::: RECORDS FOR THE EXERCISE
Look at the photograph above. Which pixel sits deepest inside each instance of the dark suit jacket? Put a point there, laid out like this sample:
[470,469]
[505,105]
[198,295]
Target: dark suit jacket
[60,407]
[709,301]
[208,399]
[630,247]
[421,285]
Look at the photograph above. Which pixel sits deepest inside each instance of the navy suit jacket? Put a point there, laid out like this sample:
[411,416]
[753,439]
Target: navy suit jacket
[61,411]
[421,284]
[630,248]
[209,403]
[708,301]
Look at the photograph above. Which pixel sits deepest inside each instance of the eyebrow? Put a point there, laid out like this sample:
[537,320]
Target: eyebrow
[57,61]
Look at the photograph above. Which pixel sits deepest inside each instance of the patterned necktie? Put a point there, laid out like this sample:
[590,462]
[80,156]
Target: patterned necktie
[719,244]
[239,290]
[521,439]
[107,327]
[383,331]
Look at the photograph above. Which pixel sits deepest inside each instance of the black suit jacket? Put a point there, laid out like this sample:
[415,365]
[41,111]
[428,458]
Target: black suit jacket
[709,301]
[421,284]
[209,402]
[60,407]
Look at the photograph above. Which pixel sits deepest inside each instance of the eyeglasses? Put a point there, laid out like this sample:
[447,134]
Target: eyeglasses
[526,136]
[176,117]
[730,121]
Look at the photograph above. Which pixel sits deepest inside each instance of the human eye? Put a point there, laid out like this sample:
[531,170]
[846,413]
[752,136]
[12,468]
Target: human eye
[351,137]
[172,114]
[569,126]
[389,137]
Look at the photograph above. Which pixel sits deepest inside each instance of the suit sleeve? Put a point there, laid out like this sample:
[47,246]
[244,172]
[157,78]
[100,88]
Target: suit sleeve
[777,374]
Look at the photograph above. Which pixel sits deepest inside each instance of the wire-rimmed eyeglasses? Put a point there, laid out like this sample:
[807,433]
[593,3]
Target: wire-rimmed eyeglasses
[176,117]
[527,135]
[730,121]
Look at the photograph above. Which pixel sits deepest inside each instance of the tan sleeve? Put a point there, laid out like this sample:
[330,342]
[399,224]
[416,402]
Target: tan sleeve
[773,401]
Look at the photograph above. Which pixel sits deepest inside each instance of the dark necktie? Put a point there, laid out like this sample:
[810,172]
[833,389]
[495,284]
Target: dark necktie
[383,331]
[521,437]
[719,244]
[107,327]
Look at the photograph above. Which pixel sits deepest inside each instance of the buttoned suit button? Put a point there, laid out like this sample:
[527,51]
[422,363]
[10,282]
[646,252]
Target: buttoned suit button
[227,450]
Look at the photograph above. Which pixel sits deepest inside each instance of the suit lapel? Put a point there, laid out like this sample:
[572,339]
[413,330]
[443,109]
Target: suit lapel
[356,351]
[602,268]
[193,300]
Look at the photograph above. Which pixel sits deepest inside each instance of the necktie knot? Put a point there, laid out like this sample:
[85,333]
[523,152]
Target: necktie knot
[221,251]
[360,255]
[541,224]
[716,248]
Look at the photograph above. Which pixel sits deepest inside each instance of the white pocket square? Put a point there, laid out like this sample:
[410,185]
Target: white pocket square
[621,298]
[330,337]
::::::
→ INSTRUCTION
Shift the answer points in the part of the records that opens with the line containing "of the necktie" and closes at the end of the records by adding 112 to both coordinates of each one. Write out every line of that part again, leaving all other lines exactly as they stand.

→ EXERCISE RESULT
Look at the photograph above. Which pixel sits deepest inside each instance of the necktie knot? Put a point there, laid out like this sample:
[85,333]
[523,152]
Target: necktie knot
[333,363]
[472,367]
[653,336]
[828,360]
Look at the photograph above. Which pixel sits deepest inside each instance of the white pocket square? Put a point there, laid out like this sample:
[410,185]
Target: white pocket square
[733,410]
[442,449]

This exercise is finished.